I was trying out Hyprland (which I think I'll run when I install on my proper machine), however on my M1 pro, it's quite laggy, even moving around in neovim was slow. My work M3 pro is better (running glxgears
was about twice as fast on the M3 vs the M1), but still slow.

########

TASKS TO PERFORM:
A - Using the passage on Hyprland performance, answer each question:
(i) In which program was even moving around slow on the M1 pro?
(ii) Which program's run was about twice as fast on the M3 as on the M1?
(iii) Which machine does the writer call a work machine?
B - Decide whether each statement agrees with the passage on Hyprland performance, and quote the words that settle it:
(i) The writer expects to run Hyprland after installing on a proper machine.
(ii) On the M3 pro, Hyprland showed no slowness at all.
(iii) Glxgears ran about twice as fast on the M1 as on the M3.
The listing that follows is not required for any task on this page.

########

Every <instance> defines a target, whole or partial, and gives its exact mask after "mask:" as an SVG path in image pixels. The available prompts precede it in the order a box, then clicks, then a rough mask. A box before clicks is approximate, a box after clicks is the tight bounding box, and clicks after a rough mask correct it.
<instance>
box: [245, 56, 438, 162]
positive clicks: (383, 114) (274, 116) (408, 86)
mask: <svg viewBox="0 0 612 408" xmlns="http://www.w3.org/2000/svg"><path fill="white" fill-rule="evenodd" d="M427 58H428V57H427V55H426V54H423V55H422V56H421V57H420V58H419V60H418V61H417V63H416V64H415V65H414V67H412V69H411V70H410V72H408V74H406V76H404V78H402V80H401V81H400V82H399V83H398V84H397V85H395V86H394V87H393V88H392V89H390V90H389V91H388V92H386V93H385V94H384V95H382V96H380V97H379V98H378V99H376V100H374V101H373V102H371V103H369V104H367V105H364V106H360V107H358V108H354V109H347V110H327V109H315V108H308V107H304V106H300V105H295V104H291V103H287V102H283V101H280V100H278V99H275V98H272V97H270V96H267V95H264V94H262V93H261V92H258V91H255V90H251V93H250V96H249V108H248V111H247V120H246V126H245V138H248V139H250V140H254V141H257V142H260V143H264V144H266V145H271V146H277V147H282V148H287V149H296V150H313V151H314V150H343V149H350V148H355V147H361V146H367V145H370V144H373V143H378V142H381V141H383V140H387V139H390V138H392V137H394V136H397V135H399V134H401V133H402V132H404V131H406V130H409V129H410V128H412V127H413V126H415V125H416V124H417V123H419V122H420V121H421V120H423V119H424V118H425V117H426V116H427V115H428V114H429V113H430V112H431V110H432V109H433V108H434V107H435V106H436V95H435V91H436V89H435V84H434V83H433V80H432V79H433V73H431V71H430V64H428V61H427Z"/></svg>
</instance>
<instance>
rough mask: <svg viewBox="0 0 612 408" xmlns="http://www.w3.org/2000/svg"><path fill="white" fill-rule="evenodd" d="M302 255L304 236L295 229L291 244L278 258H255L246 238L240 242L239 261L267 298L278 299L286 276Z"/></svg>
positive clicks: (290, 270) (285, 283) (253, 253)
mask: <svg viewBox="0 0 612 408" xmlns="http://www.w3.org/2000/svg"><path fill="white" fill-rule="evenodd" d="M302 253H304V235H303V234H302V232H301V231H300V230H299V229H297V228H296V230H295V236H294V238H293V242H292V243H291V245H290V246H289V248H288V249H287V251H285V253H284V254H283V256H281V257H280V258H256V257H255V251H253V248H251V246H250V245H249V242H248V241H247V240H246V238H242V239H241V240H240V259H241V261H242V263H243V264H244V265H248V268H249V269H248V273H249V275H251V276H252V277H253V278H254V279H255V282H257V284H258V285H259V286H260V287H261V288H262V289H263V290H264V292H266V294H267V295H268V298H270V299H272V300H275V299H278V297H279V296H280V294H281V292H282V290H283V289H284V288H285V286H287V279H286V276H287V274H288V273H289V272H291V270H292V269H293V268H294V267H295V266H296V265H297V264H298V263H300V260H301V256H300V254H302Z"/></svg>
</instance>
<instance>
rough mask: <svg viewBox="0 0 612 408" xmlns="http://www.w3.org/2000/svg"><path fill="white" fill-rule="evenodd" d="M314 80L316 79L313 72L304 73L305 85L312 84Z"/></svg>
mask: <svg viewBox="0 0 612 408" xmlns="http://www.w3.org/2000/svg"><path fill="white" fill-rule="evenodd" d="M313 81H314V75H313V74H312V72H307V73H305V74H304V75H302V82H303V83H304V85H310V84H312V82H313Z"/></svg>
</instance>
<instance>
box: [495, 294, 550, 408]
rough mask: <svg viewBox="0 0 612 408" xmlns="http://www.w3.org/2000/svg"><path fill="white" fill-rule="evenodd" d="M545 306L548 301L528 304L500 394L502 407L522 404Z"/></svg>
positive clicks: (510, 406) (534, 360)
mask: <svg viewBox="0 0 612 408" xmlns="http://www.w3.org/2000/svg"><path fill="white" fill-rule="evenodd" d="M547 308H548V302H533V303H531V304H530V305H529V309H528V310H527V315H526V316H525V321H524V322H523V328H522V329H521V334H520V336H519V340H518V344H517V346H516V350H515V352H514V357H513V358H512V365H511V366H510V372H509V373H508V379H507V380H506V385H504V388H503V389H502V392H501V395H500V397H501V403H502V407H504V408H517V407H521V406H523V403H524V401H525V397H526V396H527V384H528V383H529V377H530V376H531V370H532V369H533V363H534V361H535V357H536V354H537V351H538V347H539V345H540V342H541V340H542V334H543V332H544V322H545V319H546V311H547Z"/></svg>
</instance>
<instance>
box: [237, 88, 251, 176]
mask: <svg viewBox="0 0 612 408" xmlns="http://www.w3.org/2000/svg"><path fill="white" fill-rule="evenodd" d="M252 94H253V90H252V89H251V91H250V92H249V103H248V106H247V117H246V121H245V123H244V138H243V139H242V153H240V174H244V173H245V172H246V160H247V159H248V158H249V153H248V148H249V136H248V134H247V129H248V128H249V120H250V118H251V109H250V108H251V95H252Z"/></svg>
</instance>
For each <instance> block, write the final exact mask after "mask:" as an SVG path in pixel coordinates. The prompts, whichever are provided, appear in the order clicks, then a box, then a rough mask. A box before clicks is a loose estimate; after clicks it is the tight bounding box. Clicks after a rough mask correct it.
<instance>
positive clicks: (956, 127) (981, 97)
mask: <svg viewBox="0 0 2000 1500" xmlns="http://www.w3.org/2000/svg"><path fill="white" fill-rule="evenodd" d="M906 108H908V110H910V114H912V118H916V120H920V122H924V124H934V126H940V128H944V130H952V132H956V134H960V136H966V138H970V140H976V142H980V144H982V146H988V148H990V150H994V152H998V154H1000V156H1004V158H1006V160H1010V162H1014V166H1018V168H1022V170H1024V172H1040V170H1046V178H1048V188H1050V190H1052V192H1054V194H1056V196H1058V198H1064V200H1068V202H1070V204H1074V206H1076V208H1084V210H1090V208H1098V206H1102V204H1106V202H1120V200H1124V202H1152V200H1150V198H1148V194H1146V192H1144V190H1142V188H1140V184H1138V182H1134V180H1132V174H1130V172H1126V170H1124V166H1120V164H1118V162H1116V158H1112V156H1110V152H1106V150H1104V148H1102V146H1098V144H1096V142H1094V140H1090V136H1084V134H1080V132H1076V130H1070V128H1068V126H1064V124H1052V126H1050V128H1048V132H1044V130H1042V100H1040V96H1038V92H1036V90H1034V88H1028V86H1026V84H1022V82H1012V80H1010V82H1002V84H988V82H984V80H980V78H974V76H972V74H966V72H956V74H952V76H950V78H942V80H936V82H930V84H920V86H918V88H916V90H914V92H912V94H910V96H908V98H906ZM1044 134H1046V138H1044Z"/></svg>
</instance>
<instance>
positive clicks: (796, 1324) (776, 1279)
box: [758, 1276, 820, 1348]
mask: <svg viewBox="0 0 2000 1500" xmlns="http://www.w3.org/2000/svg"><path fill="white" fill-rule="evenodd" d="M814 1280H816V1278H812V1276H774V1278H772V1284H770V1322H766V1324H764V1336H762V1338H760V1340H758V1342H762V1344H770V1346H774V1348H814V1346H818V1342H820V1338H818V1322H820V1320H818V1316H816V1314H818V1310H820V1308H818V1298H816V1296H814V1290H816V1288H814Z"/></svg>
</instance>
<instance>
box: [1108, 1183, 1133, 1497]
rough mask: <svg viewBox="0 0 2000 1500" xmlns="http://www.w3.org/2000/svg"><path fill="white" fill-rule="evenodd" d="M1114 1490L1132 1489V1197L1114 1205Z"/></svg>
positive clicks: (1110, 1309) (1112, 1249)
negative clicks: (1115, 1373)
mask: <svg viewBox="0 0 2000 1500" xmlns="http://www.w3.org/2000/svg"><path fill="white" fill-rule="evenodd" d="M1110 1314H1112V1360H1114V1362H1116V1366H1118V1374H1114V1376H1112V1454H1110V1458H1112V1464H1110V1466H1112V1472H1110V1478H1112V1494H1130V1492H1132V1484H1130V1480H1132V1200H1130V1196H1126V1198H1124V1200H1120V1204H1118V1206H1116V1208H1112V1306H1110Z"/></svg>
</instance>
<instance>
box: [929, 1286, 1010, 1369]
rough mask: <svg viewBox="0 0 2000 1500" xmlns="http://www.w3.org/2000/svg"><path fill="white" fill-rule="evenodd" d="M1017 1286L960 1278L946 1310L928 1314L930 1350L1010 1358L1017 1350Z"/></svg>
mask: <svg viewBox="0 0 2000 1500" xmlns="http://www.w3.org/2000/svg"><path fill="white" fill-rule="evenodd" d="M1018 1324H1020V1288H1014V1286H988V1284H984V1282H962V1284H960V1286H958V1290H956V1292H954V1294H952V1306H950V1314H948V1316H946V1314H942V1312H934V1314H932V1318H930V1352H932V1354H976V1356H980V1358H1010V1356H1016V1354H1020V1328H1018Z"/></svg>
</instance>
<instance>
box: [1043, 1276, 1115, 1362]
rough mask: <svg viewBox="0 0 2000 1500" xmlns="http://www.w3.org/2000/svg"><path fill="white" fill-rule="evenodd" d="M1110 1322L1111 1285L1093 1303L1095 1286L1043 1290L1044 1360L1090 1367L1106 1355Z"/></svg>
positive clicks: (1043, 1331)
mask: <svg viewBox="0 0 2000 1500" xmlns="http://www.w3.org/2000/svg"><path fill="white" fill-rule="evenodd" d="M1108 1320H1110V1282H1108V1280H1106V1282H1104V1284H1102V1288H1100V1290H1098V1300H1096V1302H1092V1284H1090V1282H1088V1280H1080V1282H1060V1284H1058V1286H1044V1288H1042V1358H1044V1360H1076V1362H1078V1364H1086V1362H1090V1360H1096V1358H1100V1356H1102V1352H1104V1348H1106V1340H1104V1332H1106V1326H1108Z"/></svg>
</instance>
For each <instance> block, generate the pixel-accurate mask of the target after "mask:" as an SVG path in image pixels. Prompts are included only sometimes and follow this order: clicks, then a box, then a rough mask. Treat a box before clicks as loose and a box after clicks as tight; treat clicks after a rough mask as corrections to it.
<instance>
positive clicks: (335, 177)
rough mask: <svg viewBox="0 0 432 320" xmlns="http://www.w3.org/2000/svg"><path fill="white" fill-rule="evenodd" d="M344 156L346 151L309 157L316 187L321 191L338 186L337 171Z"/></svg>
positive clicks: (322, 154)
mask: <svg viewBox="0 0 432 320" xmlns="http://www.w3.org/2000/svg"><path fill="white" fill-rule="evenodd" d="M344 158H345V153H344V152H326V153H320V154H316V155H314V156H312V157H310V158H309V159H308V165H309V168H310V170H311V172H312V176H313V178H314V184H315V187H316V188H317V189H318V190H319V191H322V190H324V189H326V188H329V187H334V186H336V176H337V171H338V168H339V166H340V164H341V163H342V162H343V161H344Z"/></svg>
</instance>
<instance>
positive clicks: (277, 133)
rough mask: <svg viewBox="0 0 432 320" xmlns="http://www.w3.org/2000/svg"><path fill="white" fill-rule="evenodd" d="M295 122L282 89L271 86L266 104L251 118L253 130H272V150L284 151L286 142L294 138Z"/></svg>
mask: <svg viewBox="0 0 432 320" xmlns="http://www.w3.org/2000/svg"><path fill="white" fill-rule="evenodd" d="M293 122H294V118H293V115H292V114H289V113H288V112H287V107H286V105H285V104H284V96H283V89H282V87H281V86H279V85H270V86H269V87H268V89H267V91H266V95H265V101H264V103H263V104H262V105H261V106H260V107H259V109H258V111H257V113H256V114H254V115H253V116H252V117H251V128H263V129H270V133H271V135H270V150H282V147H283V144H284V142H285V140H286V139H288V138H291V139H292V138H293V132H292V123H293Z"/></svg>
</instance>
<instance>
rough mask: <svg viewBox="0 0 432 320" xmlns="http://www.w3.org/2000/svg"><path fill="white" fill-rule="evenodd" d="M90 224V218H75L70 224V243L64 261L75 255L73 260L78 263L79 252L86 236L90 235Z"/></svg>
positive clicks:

########

RESULTS OF THE EXERCISE:
A -
(i) Neovim
(ii) Glxgears
(iii) The M3 pro

B -
(i) Yes: "which I think I'll run when I install on my proper machine"
(ii) No: "but still slow"
(iii) No: "was about twice as fast on the M3 vs the M1"